## BEGIN Data records

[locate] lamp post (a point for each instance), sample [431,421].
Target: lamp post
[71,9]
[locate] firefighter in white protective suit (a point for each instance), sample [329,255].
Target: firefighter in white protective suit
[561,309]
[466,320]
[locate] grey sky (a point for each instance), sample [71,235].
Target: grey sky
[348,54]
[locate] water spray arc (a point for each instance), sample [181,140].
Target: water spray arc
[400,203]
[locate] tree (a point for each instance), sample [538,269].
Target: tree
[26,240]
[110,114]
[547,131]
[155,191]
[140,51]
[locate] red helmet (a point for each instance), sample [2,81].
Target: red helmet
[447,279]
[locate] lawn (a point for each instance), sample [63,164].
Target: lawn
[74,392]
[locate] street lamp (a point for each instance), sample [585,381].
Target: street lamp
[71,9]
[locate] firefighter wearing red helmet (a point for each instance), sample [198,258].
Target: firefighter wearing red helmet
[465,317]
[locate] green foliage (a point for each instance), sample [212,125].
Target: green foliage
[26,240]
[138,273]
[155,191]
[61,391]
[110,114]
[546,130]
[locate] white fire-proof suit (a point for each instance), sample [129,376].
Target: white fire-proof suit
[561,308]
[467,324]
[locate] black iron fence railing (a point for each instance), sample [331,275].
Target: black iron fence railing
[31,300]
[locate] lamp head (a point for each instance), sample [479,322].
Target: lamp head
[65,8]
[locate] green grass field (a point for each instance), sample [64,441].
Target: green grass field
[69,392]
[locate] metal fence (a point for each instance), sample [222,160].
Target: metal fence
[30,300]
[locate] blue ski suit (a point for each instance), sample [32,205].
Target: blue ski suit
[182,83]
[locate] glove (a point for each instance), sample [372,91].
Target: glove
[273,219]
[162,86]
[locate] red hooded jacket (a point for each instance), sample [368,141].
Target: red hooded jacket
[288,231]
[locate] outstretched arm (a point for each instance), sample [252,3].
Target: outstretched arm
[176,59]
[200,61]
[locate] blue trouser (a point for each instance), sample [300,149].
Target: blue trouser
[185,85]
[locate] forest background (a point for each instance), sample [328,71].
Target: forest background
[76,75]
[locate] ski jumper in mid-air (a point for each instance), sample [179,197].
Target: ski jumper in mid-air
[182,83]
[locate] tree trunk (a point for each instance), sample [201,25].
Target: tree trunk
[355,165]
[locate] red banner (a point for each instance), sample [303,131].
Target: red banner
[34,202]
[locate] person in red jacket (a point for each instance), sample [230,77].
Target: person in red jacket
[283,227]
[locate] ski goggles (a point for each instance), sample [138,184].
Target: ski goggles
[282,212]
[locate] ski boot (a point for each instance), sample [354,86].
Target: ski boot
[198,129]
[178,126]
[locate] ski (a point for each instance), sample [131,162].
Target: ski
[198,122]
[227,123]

## END Data records

What the task requires – Could you copy out, word for word, the lines running from the one containing "[locate] person in" up to and including the last line of the entries?

Written solution –
[locate] person in red jacket (a point for each instance), sample [230,77].
Target: person in red jacket
[283,227]
[locate] ski goggles (a point for each instance), sample [138,184].
Target: ski goggles
[282,212]
[locate] ski boot (a point for each instance), sample [354,86].
Target: ski boot
[198,129]
[178,126]
[locate] ski (a point for each instance), sample [131,162].
Target: ski
[198,122]
[227,123]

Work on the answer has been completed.